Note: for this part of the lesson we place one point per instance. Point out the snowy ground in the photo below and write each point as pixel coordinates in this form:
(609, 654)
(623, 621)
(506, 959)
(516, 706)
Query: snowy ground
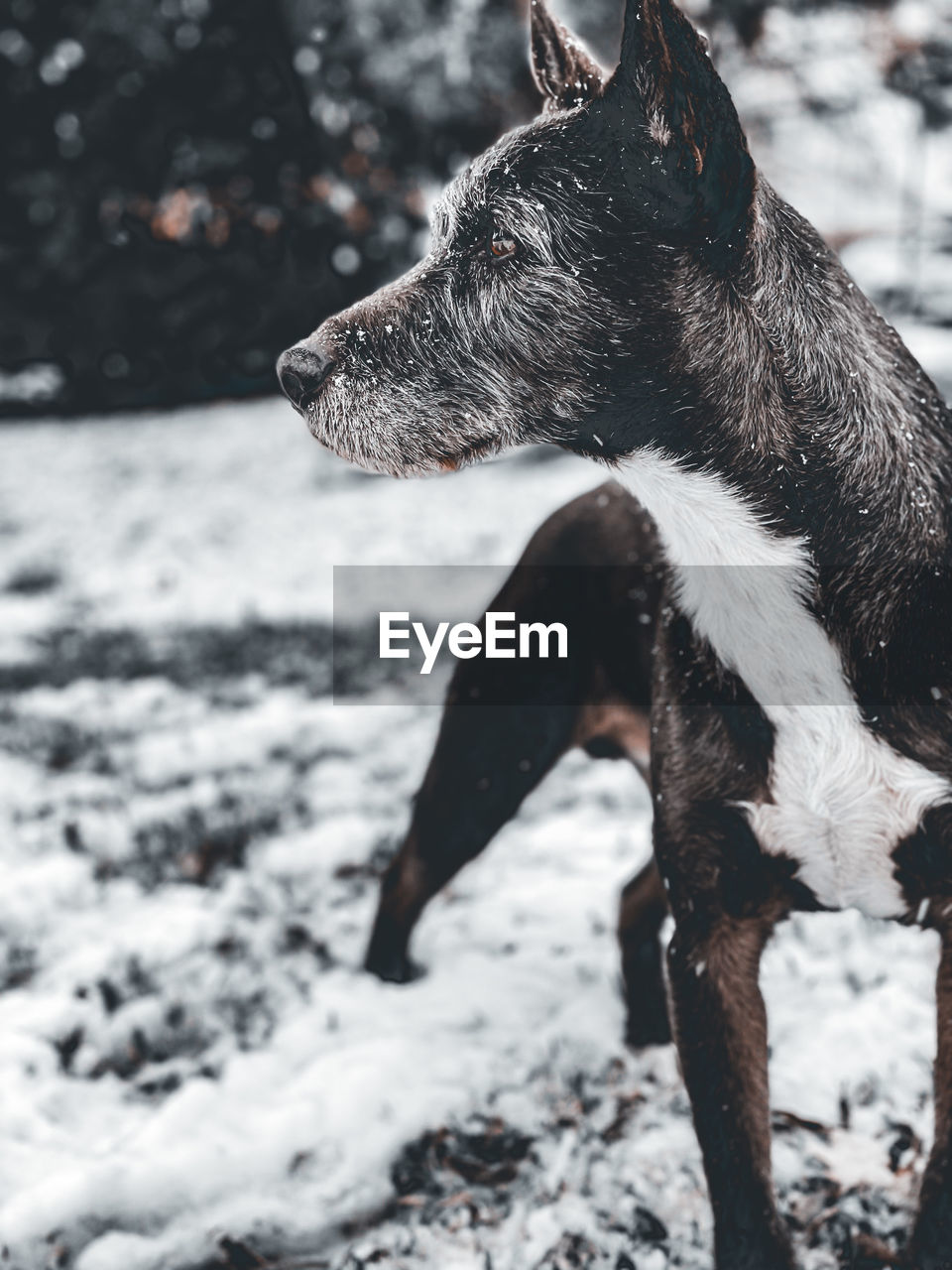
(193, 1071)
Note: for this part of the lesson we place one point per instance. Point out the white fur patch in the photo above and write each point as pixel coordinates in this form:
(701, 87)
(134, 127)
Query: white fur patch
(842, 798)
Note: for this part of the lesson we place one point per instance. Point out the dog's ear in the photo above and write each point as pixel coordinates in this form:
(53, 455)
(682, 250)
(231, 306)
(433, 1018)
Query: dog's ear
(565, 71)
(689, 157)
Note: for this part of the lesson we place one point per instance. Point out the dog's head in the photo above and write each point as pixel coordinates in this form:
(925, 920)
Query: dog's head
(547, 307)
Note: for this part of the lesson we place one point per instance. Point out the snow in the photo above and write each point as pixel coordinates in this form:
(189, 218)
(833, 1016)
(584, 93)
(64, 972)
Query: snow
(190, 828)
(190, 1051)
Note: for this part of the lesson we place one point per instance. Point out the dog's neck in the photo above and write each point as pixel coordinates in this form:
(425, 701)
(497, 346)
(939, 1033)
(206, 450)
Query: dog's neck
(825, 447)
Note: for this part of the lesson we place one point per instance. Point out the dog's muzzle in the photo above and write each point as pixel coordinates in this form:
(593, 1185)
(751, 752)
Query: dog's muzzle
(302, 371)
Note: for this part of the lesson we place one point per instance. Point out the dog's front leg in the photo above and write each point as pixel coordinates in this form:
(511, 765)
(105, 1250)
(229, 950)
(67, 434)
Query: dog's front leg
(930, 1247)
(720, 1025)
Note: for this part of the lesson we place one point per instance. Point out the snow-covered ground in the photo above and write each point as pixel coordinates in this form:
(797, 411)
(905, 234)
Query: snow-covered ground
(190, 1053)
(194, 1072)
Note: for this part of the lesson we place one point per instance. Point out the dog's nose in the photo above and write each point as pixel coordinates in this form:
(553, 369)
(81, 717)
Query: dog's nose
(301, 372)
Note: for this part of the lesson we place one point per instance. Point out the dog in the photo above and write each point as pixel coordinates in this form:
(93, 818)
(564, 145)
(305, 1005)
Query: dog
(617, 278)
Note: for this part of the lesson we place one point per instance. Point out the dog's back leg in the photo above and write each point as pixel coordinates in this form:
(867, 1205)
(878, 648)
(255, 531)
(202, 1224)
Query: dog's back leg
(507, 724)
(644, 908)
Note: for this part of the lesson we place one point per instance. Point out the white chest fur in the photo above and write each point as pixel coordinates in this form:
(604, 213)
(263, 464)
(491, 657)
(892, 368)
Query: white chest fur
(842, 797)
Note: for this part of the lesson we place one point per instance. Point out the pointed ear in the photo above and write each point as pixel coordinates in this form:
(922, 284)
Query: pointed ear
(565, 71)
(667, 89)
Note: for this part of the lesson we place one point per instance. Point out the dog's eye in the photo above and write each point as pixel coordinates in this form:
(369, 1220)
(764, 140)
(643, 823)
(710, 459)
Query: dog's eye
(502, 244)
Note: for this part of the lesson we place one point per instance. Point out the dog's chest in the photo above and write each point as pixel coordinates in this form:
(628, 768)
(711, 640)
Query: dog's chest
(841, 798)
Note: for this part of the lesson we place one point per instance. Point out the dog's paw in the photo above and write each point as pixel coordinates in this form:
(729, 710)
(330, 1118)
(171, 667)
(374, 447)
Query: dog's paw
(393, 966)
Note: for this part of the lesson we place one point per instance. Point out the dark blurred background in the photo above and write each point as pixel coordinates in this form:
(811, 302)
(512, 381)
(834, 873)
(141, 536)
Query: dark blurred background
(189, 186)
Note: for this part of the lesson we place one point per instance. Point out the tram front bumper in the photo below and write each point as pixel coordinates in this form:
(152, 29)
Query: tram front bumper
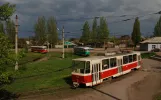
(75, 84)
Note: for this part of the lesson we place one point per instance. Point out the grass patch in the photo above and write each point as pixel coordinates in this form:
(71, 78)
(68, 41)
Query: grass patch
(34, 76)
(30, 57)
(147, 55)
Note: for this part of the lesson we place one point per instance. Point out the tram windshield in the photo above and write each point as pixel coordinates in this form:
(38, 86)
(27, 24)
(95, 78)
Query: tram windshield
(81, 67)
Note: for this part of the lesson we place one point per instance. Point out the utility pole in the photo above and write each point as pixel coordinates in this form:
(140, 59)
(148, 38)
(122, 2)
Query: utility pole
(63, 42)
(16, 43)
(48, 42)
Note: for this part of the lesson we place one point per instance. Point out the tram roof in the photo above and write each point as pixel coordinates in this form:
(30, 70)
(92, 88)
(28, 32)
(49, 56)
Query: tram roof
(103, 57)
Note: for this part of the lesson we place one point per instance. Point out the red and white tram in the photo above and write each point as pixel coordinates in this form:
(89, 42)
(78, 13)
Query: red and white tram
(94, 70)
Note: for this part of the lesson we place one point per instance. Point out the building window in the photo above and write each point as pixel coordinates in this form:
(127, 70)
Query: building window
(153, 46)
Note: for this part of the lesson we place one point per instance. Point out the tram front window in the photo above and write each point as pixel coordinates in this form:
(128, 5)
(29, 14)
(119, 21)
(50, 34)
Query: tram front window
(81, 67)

== Assignment ==
Copy out the material above in full and exactly, but with no pictures.

== Answer below ==
Note: for this part of the lesson we place one point per instance. Point out the snowy ground in the photo below and write each point as pixel coordinates in this form:
(609, 654)
(623, 621)
(506, 959)
(516, 706)
Query: snowy ground
(193, 1071)
Note: for this part of the lesson we place one point per instance. Point out the white fur patch in the photo above and write each point as pixel coordinates in this form:
(701, 87)
(134, 127)
Query: white fur patch
(842, 798)
Note: for this part of the lesson we place one point per instance. Point out the dog's ear in the photo above and write each point as pixel coordinates in this form:
(53, 455)
(682, 250)
(231, 306)
(433, 1018)
Query: dog's ear
(565, 71)
(689, 157)
Note: for this part of the lesson we place one point per instance. Point out the dog's head in the photo above and write each point as pixel coordinates in this form:
(925, 920)
Query: dog's head
(547, 307)
Note: for this part of the lesson we place one point per instance. Point out the snow in the photo above and write each point as pixel coordinates in this form:
(189, 218)
(833, 1016)
(584, 93)
(64, 972)
Query: snow
(190, 828)
(190, 1051)
Note: for this part of the lesson we place one point per instance. Point out the dog's neck in the photo above and write each point as pixel coordinates in this form:
(425, 701)
(497, 346)
(939, 1033)
(206, 450)
Query: dog's neck
(825, 447)
Note: for this part of the lesson we place one point per instance. Point out the dog's muzzle in the photo above and write each point as pixel coordinates in this form:
(593, 1185)
(751, 752)
Query: dog's muzzle
(302, 371)
Note: for this part of the lesson we place one point per instance. Point out the dog's front leg in the photo above and write each point as pixel coordinates in this form:
(511, 765)
(105, 1250)
(229, 950)
(67, 434)
Query: dog's front leg
(930, 1247)
(720, 1025)
Note: for this part of the lesson we place one point per instance. Point out the snow-covered ground in the photo above and write each point as pixel coordinates in this form:
(797, 411)
(905, 234)
Query: snow-covered ground
(190, 1053)
(194, 1072)
Note: for this part of the lesson we place one point per instance. Point out the dog's nose in the photo above and write each point as pixel coordinates in this form:
(553, 369)
(81, 717)
Query: dog's nose
(301, 372)
Note: for this part of the lesson we place one point per instance. Point out the dog in the photo above and write each point as pixel coordinates in this form:
(93, 818)
(564, 145)
(305, 1005)
Query: dog
(617, 278)
Note: for this part of the lesson we place one point per instance. Point out the dog's back leg in the photo above and write each point as pixel coordinates in this form:
(867, 1205)
(878, 648)
(255, 531)
(202, 1224)
Query: dog's back leg
(507, 724)
(644, 908)
Note: for this part of the lesson we place one point per instance. Point out the white chest fur in the photo above and write each point as pixel coordinates in this form:
(604, 213)
(263, 464)
(491, 657)
(892, 368)
Query: white chest fur
(842, 797)
Note: for this part of the lesson we place one point per instance. Point out the pointed ear in the photo above and write each point as pixel coordinates in this form:
(922, 284)
Query: pointed ear
(565, 71)
(667, 89)
Note: for this part of the lesson we place one point per instance. Point out the dog's eye in the photo above and write each point as pixel coordinates in this form:
(369, 1220)
(764, 140)
(643, 823)
(710, 459)
Query: dog's eye
(502, 244)
Note: for this part of the lesson we place one point per instance. Point out the dog's chest in the photo above and write each point as pixel coordinates in this form:
(628, 768)
(711, 640)
Query: dog's chest
(841, 798)
Note: for this part of the lesson we place one point per instance. Point out the dog's paw in the photo above and write each point as pixel coordinates in this form:
(729, 710)
(330, 1118)
(171, 667)
(374, 447)
Query: dog's paw
(393, 966)
Note: for this part of the lesson we place one point per instance. Point out the dark blurred background in the photo above and write each point as pixel coordinates in this form:
(811, 302)
(512, 381)
(834, 873)
(141, 536)
Query: dark blurred background
(189, 186)
Note: for this part of the lesson we place one point per instance. Point out the tram front bumper in the photo below and write each point as pixel coordinates in this form:
(152, 29)
Query: tram front bumper
(75, 84)
Note: for this part of the lesson we place one point per instance. Point out the grass patch in the photo above and write each point as pixel coordinates in this form:
(71, 78)
(68, 41)
Query: grass patch
(34, 76)
(30, 57)
(147, 55)
Note: for this part of the lesson we place one point per instance. Point out the tram windshield in the photo above and write each point as pixel coordinates in this form:
(38, 86)
(27, 24)
(95, 78)
Query: tram windshield
(81, 67)
Note: for this part of the lesson we place one point per instance. Point out the utility pole in the photo above and write each point as pixel coordinates in this form:
(140, 59)
(148, 38)
(122, 2)
Query: utility pole
(63, 42)
(16, 43)
(48, 42)
Note: for this part of the lesson we place one point per instance. Point out the tram roof in the photo above and write each point as pixel coordinates in this form:
(30, 70)
(92, 88)
(28, 32)
(49, 56)
Query: tram roof
(103, 57)
Note: for this part of the lesson we place one point per instance. Point out the red and white tram in the photo above and write each point as pixel coordinates in this form:
(89, 42)
(78, 13)
Query: red and white tram
(94, 70)
Note: for this part of the lesson we place one point per instance. Point out the building window in the photo above and write each point as pixel coordinates in this form:
(127, 70)
Query: building window
(153, 46)
Note: for this part of the lesson we place one point per instance. Point out the tram front window in the photo above and write each point as pixel coordinates in this form:
(128, 5)
(29, 14)
(119, 21)
(50, 34)
Query: tram front window
(81, 67)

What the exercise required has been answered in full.